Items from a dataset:
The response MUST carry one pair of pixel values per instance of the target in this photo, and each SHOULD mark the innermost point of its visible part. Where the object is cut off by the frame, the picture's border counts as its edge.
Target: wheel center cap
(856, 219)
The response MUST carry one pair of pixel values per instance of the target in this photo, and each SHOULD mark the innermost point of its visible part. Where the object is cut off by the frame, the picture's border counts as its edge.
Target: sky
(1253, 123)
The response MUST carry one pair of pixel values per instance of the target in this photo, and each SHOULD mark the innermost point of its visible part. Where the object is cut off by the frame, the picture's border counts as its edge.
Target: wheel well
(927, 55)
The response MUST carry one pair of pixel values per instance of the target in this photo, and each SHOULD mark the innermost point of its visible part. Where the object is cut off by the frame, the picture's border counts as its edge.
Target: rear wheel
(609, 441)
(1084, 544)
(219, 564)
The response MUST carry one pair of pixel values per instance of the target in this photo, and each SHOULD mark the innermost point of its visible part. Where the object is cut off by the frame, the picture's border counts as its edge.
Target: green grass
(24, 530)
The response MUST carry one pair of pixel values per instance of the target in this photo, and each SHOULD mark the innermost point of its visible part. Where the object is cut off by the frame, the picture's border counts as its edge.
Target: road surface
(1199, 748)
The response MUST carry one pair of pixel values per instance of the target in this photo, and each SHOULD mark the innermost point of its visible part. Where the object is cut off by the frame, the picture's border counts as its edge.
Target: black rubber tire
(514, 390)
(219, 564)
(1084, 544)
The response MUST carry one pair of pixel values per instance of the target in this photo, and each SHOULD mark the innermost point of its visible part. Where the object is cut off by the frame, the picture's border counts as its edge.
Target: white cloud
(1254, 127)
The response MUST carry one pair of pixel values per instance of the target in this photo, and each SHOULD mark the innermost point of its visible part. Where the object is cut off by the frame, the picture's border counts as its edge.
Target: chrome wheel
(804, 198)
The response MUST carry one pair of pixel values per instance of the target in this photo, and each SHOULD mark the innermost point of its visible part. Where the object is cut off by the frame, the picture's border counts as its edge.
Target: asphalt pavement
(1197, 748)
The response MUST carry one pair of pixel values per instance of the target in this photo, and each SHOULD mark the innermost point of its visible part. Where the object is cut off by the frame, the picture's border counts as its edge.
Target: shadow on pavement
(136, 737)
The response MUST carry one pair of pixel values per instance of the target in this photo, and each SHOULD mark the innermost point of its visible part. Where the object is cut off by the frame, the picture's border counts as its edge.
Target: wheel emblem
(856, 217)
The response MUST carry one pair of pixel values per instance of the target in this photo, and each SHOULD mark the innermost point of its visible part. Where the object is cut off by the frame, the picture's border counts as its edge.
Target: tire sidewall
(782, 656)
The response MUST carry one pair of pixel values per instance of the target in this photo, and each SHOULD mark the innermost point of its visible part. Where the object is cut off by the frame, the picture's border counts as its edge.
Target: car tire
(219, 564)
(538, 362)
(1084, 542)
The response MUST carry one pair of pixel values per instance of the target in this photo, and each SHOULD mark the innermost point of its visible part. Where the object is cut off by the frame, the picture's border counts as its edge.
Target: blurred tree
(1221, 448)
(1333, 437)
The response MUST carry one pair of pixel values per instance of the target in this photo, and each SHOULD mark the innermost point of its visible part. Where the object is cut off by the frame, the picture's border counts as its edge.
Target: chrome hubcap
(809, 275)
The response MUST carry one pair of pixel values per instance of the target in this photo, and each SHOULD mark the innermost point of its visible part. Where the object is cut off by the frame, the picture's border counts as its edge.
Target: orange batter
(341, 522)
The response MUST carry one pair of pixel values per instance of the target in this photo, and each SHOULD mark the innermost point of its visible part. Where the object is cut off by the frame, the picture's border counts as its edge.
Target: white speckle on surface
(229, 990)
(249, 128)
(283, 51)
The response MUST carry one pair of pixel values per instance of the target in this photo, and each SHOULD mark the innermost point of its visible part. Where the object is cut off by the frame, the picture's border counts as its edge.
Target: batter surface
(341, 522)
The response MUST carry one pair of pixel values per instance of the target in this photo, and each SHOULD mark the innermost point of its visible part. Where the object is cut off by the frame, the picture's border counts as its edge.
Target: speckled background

## Problem to solve:
All entries must be duplicated exactly, with none left out.

## Task output:
The response MUST carry one pair of pixel values per instance of the target in this photo, and each SHOULD mark the innermost point of its visible part. Where the object is cut off by the frame, the picture's border counts as its edge.
Target: wheel center cap
(856, 219)
The response MUST carry one pair of pixel values per instance of the target in this photo, and each SHOULD mark the innermost point of its visible part. Where the object is cut off by the frame, the picture's border counts as its edge.
Target: sky
(1253, 123)
The response MUST carry one pair of pixel values per instance of the target in this photo, and each SHOULD mark the innermost point of its visible part. Where the object is cut off by the frame, the picture's border counts as its edge.
Target: wheel well
(927, 55)
The response MUST carry one pair of pixel values per instance of the target in this photo, and each SHOULD mark the innermost point of its visible part. Where the object is cut off by the frame, the picture's border counts as its edge.
Target: rear wheel
(609, 441)
(1084, 544)
(219, 564)
The response MUST carry one pair of pixel values per instance of the target in this photo, and each SHOULD mark the innermost point of its visible part. Where the object is cut off by the frame, the picture's border counts as its edge.
Target: green grass
(24, 530)
The response MUST carry one pair of pixel values per instance of the target in this photo, and each SHOULD mark the innermost point of its visible part. Where the object is cut off by the frame, the picture's border counts as its edge.
Target: road surface
(1199, 748)
The response MUST carry one pair of pixel values per instance of the target in this photo, and each SHOULD mark the innermost point of its visible part. Where the object is cut off by the frame, the picture's border counts as its edge.
Target: black rubber tire
(514, 390)
(219, 564)
(1084, 544)
The response MUST carry one pair of pixel values per instance of the target in this photo, and each SHOULD mark the innermost point of its visible part. Where the object is cut off by the frame, the picture's border counts as its edge.
Target: white cloud
(1254, 127)
The response MUST carry one pair of pixel values per instance of the target in this photo, and each SHOULD mark the innermost point of its visible part. Where the object is cut off by the frame, the picture's border counts as its edge.
Target: chrome wheel
(804, 198)
The response MUST carry one pair of pixel values per instance of the target in this photo, and each SHOULD mark the innermost point of its visible part. Where the object is cut off by the frame, the picture's border counts as its edge.
Target: asphalt pavement
(1197, 748)
The response MUST carry one pair of pixel values per instance of the target in this photo, and each SHOULD mark the innermost point of its visible part. Where the object is cut off by the frame, the picture's border counts as its edge.
Target: shadow on pavement
(136, 737)
The response MUST carry one pair of pixel values per instance of the target in this photo, and each SHOULD mark the innermost point of its visible part. Where the object is cut off by the frame, the picture's border counts as its edge.
Target: wheel emblem
(856, 217)
The response MUST carry one pair of pixel values per instance of the target in this photo, and each SHOULD mark the innermost point of its visible part. Where the object is cut off by the frame, the picture's border counts as its edge.
Target: tire sidewall
(782, 656)
The response MUST carry one pair of pixel values per instance of the target in this photo, and each SHOULD mark the innermost point of its visible part. Where the object is cut off by the frame, the picture's border counts as its edge.
Target: car tire
(219, 564)
(538, 362)
(1084, 542)
The response MUST carry one pair of pixel values per instance of the target in this photo, and each SHOULD mark the innermost point of its visible part. Where the object is cut off by the frame, the picture's border counts as its edge.
Target: blurred tree
(1221, 448)
(1333, 437)
The response MUST carry one pair of pixel values per instance of the target in this photo, and each SHOULD mark the innermost point of its visible part. Where the object is cut off by the frame, the picture's border counts as its edge.
Target: chrome hubcap
(809, 275)
The response MUST carry one pair of pixel values per instance of the target in this photo, and each SHOULD mark the innermost point of its visible part. Where the object is cut off by the frame, the picture's border counts as its edge.
Target: orange batter
(341, 522)
The response MUST carry one pair of pixel values per instance of the target in this photo, and each SHOULD mark the innermost point of its visible part. Where the object is cut off by the frame, the picture's border counts as its edge.
Target: white speckle on surface
(229, 990)
(249, 128)
(283, 51)
The response MUST carry one pair of pixel values per instance of the target in this photo, and each SHOULD mark the innermost point of its visible part. Where the object is cut off by the frame, the picture's border counts as its edge.
Target: batter surface
(341, 522)
The response MUST carry one pair of pixel values per instance of the target in this photo, and each SHOULD mark the innermost point of its visible part. Where the object is cut off by the frame, the picture's border counts as its edge.
Target: speckled background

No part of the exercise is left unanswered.